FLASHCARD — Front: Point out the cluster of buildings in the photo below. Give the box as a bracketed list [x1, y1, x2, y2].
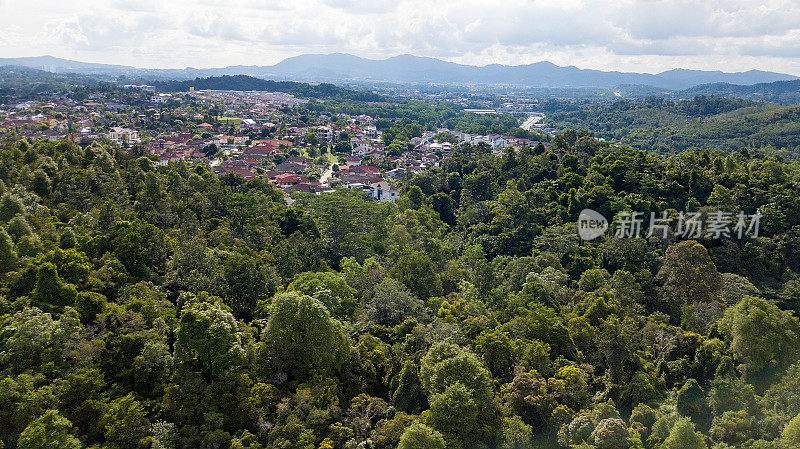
[0, 86, 564, 206]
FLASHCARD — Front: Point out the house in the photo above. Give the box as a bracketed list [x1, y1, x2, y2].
[106, 126, 141, 145]
[317, 126, 334, 143]
[368, 179, 400, 201]
[274, 173, 310, 189]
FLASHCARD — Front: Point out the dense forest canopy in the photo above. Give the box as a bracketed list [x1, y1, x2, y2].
[542, 96, 800, 158]
[0, 127, 800, 449]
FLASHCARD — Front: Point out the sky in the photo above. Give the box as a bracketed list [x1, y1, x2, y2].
[0, 0, 800, 75]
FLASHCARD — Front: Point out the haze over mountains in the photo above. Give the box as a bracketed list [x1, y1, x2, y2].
[0, 53, 800, 90]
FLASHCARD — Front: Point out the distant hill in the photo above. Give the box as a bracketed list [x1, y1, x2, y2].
[156, 75, 386, 101]
[0, 53, 798, 90]
[547, 96, 800, 158]
[675, 80, 800, 104]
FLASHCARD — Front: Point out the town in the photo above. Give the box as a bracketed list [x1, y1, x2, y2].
[0, 80, 555, 204]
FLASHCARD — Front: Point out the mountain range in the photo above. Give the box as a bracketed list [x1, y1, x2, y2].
[0, 53, 800, 90]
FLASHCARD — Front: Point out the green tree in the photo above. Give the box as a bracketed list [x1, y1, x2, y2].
[17, 410, 83, 449]
[718, 296, 800, 376]
[366, 277, 425, 326]
[100, 394, 150, 449]
[427, 382, 478, 447]
[657, 240, 722, 310]
[263, 293, 350, 377]
[175, 298, 244, 378]
[392, 251, 442, 300]
[224, 254, 269, 319]
[661, 418, 708, 449]
[397, 422, 445, 449]
[0, 227, 18, 274]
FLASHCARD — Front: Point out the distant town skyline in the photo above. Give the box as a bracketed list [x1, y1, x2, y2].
[0, 0, 800, 75]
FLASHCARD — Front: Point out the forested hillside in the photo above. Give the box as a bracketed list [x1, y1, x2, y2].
[0, 130, 800, 449]
[548, 96, 800, 158]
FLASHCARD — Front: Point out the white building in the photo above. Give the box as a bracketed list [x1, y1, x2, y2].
[106, 126, 142, 145]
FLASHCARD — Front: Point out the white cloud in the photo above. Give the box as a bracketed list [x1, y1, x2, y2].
[0, 0, 800, 74]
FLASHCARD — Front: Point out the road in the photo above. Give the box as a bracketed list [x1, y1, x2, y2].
[520, 114, 544, 131]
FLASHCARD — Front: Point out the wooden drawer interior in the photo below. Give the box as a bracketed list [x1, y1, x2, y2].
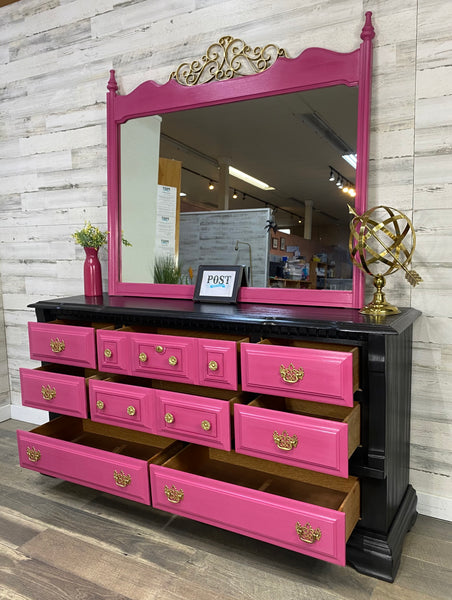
[162, 445, 360, 539]
[32, 416, 183, 464]
[249, 395, 361, 457]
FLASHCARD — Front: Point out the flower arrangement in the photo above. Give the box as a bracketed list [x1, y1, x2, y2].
[72, 221, 132, 250]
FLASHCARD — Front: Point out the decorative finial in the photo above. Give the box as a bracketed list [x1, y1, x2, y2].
[361, 10, 375, 42]
[107, 69, 118, 93]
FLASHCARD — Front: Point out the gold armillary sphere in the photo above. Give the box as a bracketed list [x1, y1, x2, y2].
[348, 206, 422, 315]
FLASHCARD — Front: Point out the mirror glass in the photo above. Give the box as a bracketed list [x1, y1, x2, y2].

*Task goal*
Copy every one of the records above word for word, and leave the pictures out of your answer.

*Written answer*
FLASHCARD — Front: Point out the cluster of buildings in the photo below. Give the box as a bracketed list [x1, y1, x2, y2].
[0, 86, 564, 206]
FLASHCARD — Front: Point out the house in the photo above. Give the box as a bracketed list [x1, y1, x2, y2].
[106, 126, 141, 145]
[317, 126, 334, 143]
[368, 179, 400, 201]
[274, 173, 310, 189]
FLASHCARD — Front: Point out the dense forest canopy in the photo above. Give the box as a bracketed list [x1, y1, x2, y2].
[542, 96, 800, 158]
[0, 127, 800, 449]
FLASHCARD — Front: Point out the sky in the photo above. Give the box as a bracketed list [x1, y1, x2, y2].
[0, 0, 800, 75]
FLASHCARD — Front: Point out the haze over mountains in the photo above. Give the box as a bracketed list [x1, y1, x2, y2].
[0, 53, 800, 90]
FLASHCARD — Front: Point out the distant hill in the photo above. Give the box as a bracketed list [x1, y1, x2, y2].
[156, 75, 386, 101]
[0, 53, 798, 90]
[547, 96, 800, 158]
[675, 80, 800, 104]
FLASHCARD — Front: Point out the town in the photo above. Give the box as a bracketed list [x1, y1, x2, y2].
[0, 80, 555, 204]
FLASHCARD — Front: Point out the mountain range in the photo above. Give the box as a bracketed list [x1, y1, x2, y2].
[0, 53, 800, 90]
FLASHCARD — Front: Point out the green tree in the photo above. Give the box as a bracketed list [x1, y1, x2, y2].
[17, 410, 83, 449]
[718, 296, 800, 376]
[366, 277, 425, 326]
[100, 394, 150, 449]
[427, 382, 478, 447]
[657, 240, 722, 310]
[263, 293, 350, 377]
[175, 298, 244, 378]
[392, 251, 442, 300]
[224, 254, 269, 319]
[661, 418, 708, 449]
[397, 422, 445, 449]
[0, 227, 18, 274]
FLASHCARD — Front: Point out the distant town skyline in the photo above. Give the box as a bracketed list [x1, y1, x2, y2].
[0, 0, 800, 75]
FLASHCARD — Front: Point out the forested hillside in the photo above. Give the box as a bracketed list [x1, y1, x2, y2].
[0, 130, 800, 449]
[548, 96, 800, 158]
FLASHCARD — Front: Point out the white building in the photo above. Give the box as a bracketed list [x1, y1, x2, y2].
[106, 126, 142, 145]
FLASHCARD — Front: Point out the white cloud in the photo above. Give the box as a bracketed list [x1, y1, x2, y2].
[0, 0, 800, 74]
FLASHCARD — Front: Point out the road in the photo above. Give the box as a bracketed list [x1, y1, x2, y2].
[520, 114, 544, 131]
FLASHCARD — Front: Point out the wooden drawer interior in the photo below. Give the box as a bracketed list [x1, y1, x2, y2].
[162, 445, 360, 539]
[32, 416, 183, 464]
[249, 395, 361, 457]
FLASHCARD — Front: Point out the flower arrangement in the photo above. Give the box as a bracketed list [x1, y1, x2, y2].
[72, 221, 132, 250]
FLASHCARD — Front: Point out the decorative finial in the photo above. Give the box as a bracketed list [x1, y1, x2, y2].
[361, 10, 375, 42]
[107, 69, 118, 93]
FLASHCARD — Front: Point out the gold armillary sphere in the photo above. Give the box as a bracketed list [x1, y1, x2, y2].
[348, 206, 422, 315]
FLASHCARD — Front: Point out the mirror glass in the photo above. Give the box as a bracketed list [x1, y1, x2, y2].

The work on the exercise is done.